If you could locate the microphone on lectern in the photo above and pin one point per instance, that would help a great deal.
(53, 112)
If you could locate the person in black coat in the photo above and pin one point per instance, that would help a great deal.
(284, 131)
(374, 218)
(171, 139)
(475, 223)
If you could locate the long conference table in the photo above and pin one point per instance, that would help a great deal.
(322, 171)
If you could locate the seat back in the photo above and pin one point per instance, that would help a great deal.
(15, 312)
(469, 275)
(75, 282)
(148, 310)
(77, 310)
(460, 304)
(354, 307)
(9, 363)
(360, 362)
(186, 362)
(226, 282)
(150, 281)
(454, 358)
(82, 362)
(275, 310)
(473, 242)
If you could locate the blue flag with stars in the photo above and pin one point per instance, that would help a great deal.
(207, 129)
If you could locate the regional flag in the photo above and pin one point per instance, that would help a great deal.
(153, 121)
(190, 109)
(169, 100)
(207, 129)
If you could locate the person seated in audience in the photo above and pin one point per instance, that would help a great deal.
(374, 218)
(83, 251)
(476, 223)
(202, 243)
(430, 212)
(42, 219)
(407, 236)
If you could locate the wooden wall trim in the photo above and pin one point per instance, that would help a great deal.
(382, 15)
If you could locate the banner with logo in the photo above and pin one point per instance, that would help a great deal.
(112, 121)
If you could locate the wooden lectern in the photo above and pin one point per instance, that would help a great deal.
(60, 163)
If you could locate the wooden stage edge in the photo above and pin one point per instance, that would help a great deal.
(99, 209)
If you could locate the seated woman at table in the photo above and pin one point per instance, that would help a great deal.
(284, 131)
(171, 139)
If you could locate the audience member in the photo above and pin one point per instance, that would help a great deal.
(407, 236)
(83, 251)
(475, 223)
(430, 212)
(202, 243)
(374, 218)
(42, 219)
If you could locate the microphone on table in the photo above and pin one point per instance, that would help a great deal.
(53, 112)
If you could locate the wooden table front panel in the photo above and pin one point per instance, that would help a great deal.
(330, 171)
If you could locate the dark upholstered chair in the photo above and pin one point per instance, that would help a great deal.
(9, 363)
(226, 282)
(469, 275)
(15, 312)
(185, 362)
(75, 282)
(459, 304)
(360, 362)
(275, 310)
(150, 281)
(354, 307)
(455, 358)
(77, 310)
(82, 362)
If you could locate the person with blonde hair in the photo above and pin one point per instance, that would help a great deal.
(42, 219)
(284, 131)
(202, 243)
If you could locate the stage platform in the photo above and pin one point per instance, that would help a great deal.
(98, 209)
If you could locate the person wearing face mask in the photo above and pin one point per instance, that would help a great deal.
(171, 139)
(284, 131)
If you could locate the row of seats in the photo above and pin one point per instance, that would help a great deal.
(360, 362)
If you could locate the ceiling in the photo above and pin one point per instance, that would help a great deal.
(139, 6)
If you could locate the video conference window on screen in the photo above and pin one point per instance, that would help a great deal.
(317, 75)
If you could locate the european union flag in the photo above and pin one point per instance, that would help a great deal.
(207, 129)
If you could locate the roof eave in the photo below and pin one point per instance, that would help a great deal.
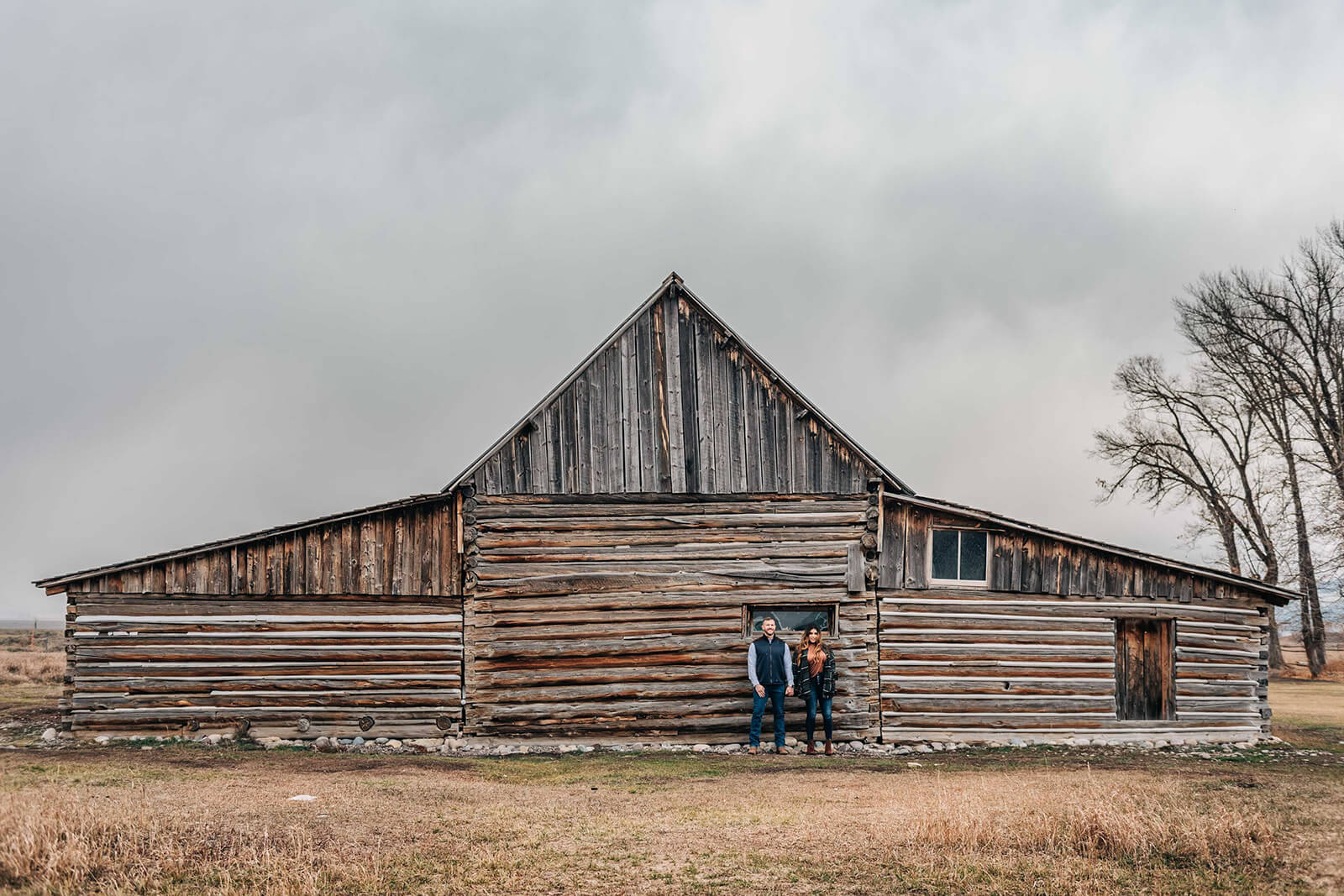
(1274, 594)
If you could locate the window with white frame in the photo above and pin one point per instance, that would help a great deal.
(958, 555)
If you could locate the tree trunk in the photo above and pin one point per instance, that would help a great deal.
(1314, 627)
(1276, 647)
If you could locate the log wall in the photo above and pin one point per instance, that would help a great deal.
(295, 668)
(1034, 651)
(297, 631)
(624, 617)
(674, 403)
(964, 665)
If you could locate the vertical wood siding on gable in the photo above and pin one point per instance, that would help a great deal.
(674, 406)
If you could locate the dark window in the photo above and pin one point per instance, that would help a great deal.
(960, 555)
(1146, 658)
(792, 618)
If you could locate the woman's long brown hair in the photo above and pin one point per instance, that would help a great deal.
(822, 638)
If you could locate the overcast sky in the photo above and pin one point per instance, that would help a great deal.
(262, 262)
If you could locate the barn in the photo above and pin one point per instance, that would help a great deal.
(600, 571)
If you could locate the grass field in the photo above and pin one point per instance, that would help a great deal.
(187, 819)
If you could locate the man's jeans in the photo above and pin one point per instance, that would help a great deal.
(774, 694)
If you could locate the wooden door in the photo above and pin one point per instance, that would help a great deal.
(1146, 660)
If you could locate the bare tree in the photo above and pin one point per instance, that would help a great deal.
(1253, 333)
(1196, 443)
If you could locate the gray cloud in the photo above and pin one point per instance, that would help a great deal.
(261, 262)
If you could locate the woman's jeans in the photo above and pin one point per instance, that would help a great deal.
(815, 699)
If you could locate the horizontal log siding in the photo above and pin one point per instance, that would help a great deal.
(622, 618)
(981, 665)
(405, 551)
(154, 664)
(674, 405)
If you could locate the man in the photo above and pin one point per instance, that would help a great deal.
(772, 679)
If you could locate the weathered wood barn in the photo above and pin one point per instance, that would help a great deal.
(600, 571)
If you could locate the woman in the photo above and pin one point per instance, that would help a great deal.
(815, 679)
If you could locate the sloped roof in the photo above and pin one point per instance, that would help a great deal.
(675, 285)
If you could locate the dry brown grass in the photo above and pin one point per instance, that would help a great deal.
(222, 824)
(31, 667)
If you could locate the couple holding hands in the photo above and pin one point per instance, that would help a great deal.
(774, 673)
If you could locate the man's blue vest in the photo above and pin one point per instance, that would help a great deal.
(770, 664)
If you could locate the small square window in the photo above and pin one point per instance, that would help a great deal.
(958, 555)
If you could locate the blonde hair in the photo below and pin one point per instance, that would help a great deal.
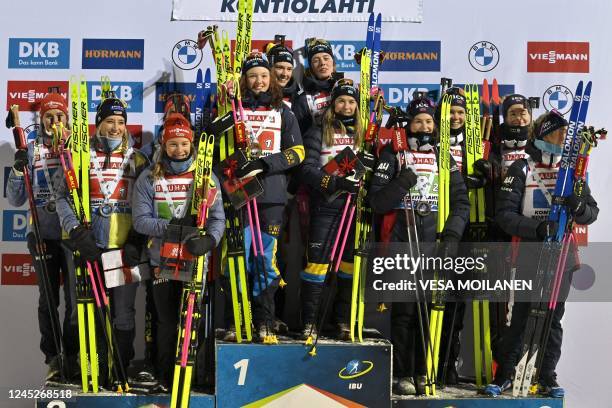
(158, 169)
(331, 125)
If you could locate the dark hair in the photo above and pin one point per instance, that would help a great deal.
(275, 90)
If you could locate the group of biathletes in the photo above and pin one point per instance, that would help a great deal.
(309, 125)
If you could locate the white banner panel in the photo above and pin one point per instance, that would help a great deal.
(300, 10)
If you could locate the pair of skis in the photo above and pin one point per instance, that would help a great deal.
(192, 295)
(370, 58)
(437, 308)
(551, 264)
(75, 163)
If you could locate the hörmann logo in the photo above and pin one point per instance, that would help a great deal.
(399, 55)
(558, 97)
(163, 89)
(28, 94)
(558, 57)
(39, 53)
(113, 53)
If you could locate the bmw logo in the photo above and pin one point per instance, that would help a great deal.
(31, 131)
(355, 368)
(483, 56)
(558, 97)
(186, 54)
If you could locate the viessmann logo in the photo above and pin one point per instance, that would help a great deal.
(17, 269)
(109, 53)
(558, 57)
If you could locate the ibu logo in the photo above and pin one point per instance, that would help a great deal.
(39, 53)
(483, 56)
(186, 54)
(129, 92)
(14, 225)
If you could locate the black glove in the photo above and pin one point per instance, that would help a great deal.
(21, 160)
(547, 229)
(131, 254)
(367, 159)
(475, 181)
(252, 168)
(407, 179)
(577, 203)
(200, 245)
(346, 184)
(84, 241)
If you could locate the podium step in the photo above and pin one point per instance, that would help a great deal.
(467, 396)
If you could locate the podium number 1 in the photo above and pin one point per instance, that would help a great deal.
(243, 366)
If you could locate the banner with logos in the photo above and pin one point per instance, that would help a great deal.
(533, 48)
(300, 10)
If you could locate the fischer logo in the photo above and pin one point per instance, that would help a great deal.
(37, 53)
(27, 94)
(14, 225)
(558, 97)
(401, 94)
(186, 55)
(261, 44)
(483, 56)
(558, 57)
(130, 92)
(17, 269)
(163, 89)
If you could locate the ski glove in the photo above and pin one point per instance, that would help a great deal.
(547, 229)
(346, 184)
(200, 245)
(577, 203)
(407, 179)
(251, 169)
(367, 159)
(84, 241)
(131, 254)
(21, 160)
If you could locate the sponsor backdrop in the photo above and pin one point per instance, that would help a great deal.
(539, 49)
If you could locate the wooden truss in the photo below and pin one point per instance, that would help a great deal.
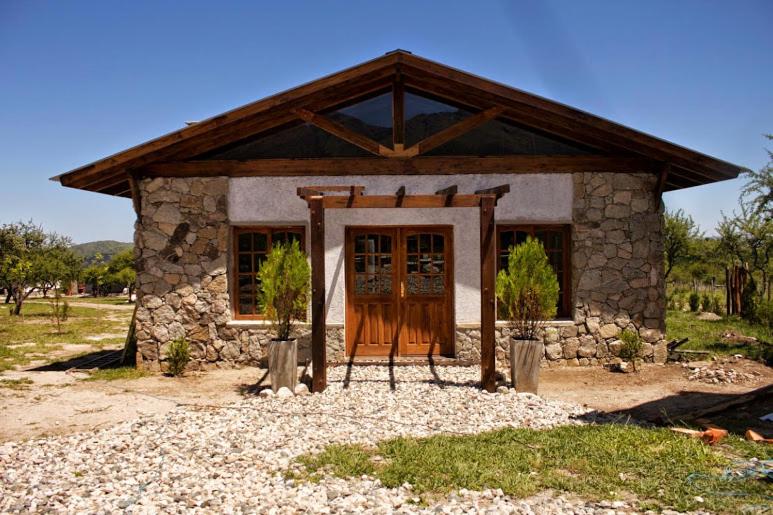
(320, 198)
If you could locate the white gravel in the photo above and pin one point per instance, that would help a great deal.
(200, 459)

──────────────────────────────

What you will do
What is needed here is an exact repetition of the listing above, pictures excluded.

Response area
If you could locate the microphone on lectern in the photo above and pin one point per instance, that would help a great deal.
(53, 112)
If you could locate the person in black coat in the photo above and pin one point per instance, that would help a great deal.
(284, 131)
(374, 218)
(171, 139)
(475, 223)
If you could locate the long conference table in the photo above and pin one point per instance, that would help a great deal.
(322, 171)
If you could locate the seat back in the photo above and pin one point per instance, that would help a great deal.
(15, 312)
(469, 275)
(75, 282)
(148, 310)
(77, 310)
(460, 304)
(354, 307)
(9, 363)
(360, 362)
(186, 362)
(226, 282)
(150, 281)
(454, 358)
(82, 362)
(275, 310)
(473, 242)
If you could locate the blue flag with stars in the photo above and pin one point per instance, that would help a great deal.
(207, 129)
If you could locate the regional flag in the photo above and pin one point per instance, that would help a great deal.
(153, 121)
(190, 109)
(169, 100)
(207, 129)
If you could locate the person seated in audience in the photo above and pin one point per instance, that would help a great deal.
(374, 218)
(83, 251)
(476, 223)
(202, 243)
(430, 212)
(42, 219)
(407, 236)
If you could locate the wooden wall trim in the photo above and pin one point per instance, that would help a great deal.
(382, 15)
If you could locate the banner with logo in the photo above and pin one point per instance, that would help a great deal.
(112, 121)
If you could locate the wooden lectern in the photo above and pin one point per instance, that would help a great deal.
(60, 163)
If you could locate the wooden stage edge in the photo above and pin one point per instance, that would help a great deal.
(99, 209)
If you could locate the seated woman at table in the photo above and pin one point per instance, that would help a great deal.
(284, 131)
(171, 139)
If you could locate the audience member in the photo above and pin one point per instance, that would help a great deal.
(407, 236)
(83, 251)
(475, 223)
(430, 212)
(202, 243)
(374, 218)
(42, 219)
If you could locate the microphone on table in the photo above and pin one point per instance, that would help a great deal.
(53, 112)
If you could locate the wooden table front panel in the photo above and pin one point per instance, that would help a great deal.
(330, 171)
If you could locate the dark upholstered chair in the photo above and pin one point per instance, that would help a great deal.
(9, 363)
(226, 282)
(469, 275)
(15, 312)
(185, 362)
(75, 282)
(459, 304)
(360, 362)
(275, 310)
(150, 281)
(354, 307)
(455, 358)
(77, 310)
(82, 362)
If you could locate the person with blonde hair in the photo above and pin one point per instance, that would help a great deal.
(42, 219)
(284, 131)
(202, 243)
If you could locate the stage platform in the photo above and pin one point per instance, that would help a great deal.
(98, 209)
If you could locate the person wearing face mask in the photo above and pin one point per instance, that would help a great deal.
(171, 139)
(284, 131)
If you could locate the row of seats in the photo above and pin one point per instance, that would help a great deal.
(360, 362)
If you could locate the ceiling in the photo above and pin one point per instance, that would help a great deal.
(139, 6)
If you could locate the video conference window on screen in the photo above and pin one point per instance, that would help a great deal.
(317, 75)
If you could locate the european union flag in the photo above and pin one point per instance, that would help a great deal.
(207, 129)
If you could locate the roof eave in the photo below and pin one point per instance, that would help a great deal.
(1274, 594)
If you could locate the window with white frame in the photo above and pin one point per instance, that would help a great deal.
(958, 555)
If you could locate the tree trunk in the photo above and pin one point per instance, that would help a great deal.
(1314, 627)
(1276, 647)
If you could locate the log wall in the photo above and pin one point per instance, that would help a great deal.
(295, 668)
(1034, 651)
(297, 631)
(624, 617)
(674, 403)
(964, 665)
If you could locate the vertical wood siding on gable in the photo above and pin one point per instance, that would help a great deal.
(674, 406)
If you could locate the dark window in the photo above and pin one point per instance, that would help a great deal.
(960, 555)
(1146, 658)
(792, 618)
If you could locate the woman's long brown hair in the photo above and pin one point per instance, that would help a great deal.
(822, 638)
If you could locate the overcast sky in the photo above and pin one point per instance, that would help a great deal.
(262, 262)
If you could locate the barn in the photo above and pin one point per instance, that would help a great deal.
(600, 571)
If you could locate the grass field in the photo above and pin one point per instance, that would help a great deal.
(187, 819)
If you could locate the man's jeans in the photo above and pin one point per instance, that would help a great deal.
(774, 694)
If you could locate the wooden door in the photo above and pin one point per instance, that would help a great deal.
(1146, 660)
If you could locate the bare tree in the photo above and pin one point per instance, that would help a great deal.
(1253, 333)
(1196, 443)
If you could locate the gray cloud in the photo above and pin one point per instance, that would help a great deal.
(261, 262)
If you could locate the woman's jeans in the photo above and pin one point per instance, that would help a great deal.
(815, 699)
If you could locate the horizontal log siding in the photo above and pin one point per instance, that would help a great deal.
(622, 618)
(981, 665)
(405, 551)
(154, 664)
(674, 405)
If you could locate the man in the photo above and pin one point per instance, that would help a great deal.
(772, 679)
If you could locate the weathered wood barn in the photo above and pin one point per instance, that would help a great deal.
(600, 571)
If you could locate the woman in the photo above and pin one point per instance, that would help a great deal.
(815, 679)
If you could locate the sloped roof in the photo above and pin one point per instance, that would help a great deal.
(675, 285)
If you could locate the dry brown grass in the photo above and pin one point per instance, that would help a great deal.
(222, 824)
(31, 667)
If you could locate the couple holding hands in the photo above and pin one point per instance, that would help a great deal.
(774, 673)
If you could locate the man's blue vest in the photo above and pin one point per instance, that would help a great deal.
(770, 664)
If you could locate the small square window in the photo above and pin one point per instance, that would help a great deal.
(958, 555)
If you could locate the blonde hair in the photo below and pin one point per instance, that would help a great deal.
(158, 169)
(331, 125)
If you could locate the dark hair in the photo above and pin one point per instance, that would help a great deal.
(275, 90)
If you could locate the group of biathletes in the photo above and pin one point per instance, that would help a great deal.
(309, 125)
If you could locate the white banner panel in the photo above and pin one point per instance, that would help a great deal.
(300, 10)
If you could locate the pair of skis in the photo above and pin one point per instance, that would help a great deal.
(192, 295)
(370, 58)
(437, 308)
(551, 264)
(75, 163)
If you could locate the hörmann logo in the photo above and pin one point per instance, that would help a great deal.
(399, 55)
(558, 97)
(163, 89)
(28, 94)
(558, 57)
(39, 53)
(113, 53)
If you could locate the bmw logo in the photo above and pin one point per instance, that would help a great deal.
(31, 131)
(355, 368)
(483, 56)
(558, 97)
(186, 54)
If you could locate the viessmann logo in the photo above and pin one point per instance, that would help a great deal.
(17, 269)
(109, 53)
(558, 57)
If you could locate the ibu logo in the photo above and pin one point per instance, that would help a great deal.
(39, 53)
(483, 56)
(186, 54)
(129, 92)
(14, 225)
If you could locate the black glove in the photo above and pin one point per instance, that would help a great deal.
(21, 160)
(547, 229)
(131, 254)
(367, 159)
(475, 181)
(252, 168)
(407, 179)
(577, 203)
(200, 245)
(346, 184)
(84, 241)
If you could locate the podium step in the photo above and pin one point per instance, that would help a great deal.
(467, 396)
If you could locate the podium number 1 in the photo above and pin one point per instance, that would help a great deal.
(243, 366)
If you could locate the banner with logos in the photo above and pin one point per instance, that would help a great deal.
(533, 48)
(300, 10)
If you could locate the fischer logo in the photo above and pin one point per instance, that would help a great deal.
(37, 53)
(27, 94)
(14, 225)
(558, 97)
(401, 94)
(186, 55)
(261, 44)
(483, 56)
(558, 57)
(130, 92)
(17, 269)
(163, 89)
If you could locate the ski glove in the photo above and pin one point per instance, that would help a great deal.
(547, 229)
(346, 184)
(200, 245)
(577, 203)
(407, 179)
(251, 169)
(367, 159)
(84, 241)
(131, 254)
(21, 160)
If you could locate the sponsor backdrop in the photo above and pin one point per instance, that would help a great deal.
(539, 49)
If you could locate the wooden truss in the photo below and pin one point per instance, that would help a great deal.
(320, 198)
If you could locate the white gravel in the photo above and pin one point per instance, that would help a great deal.
(200, 459)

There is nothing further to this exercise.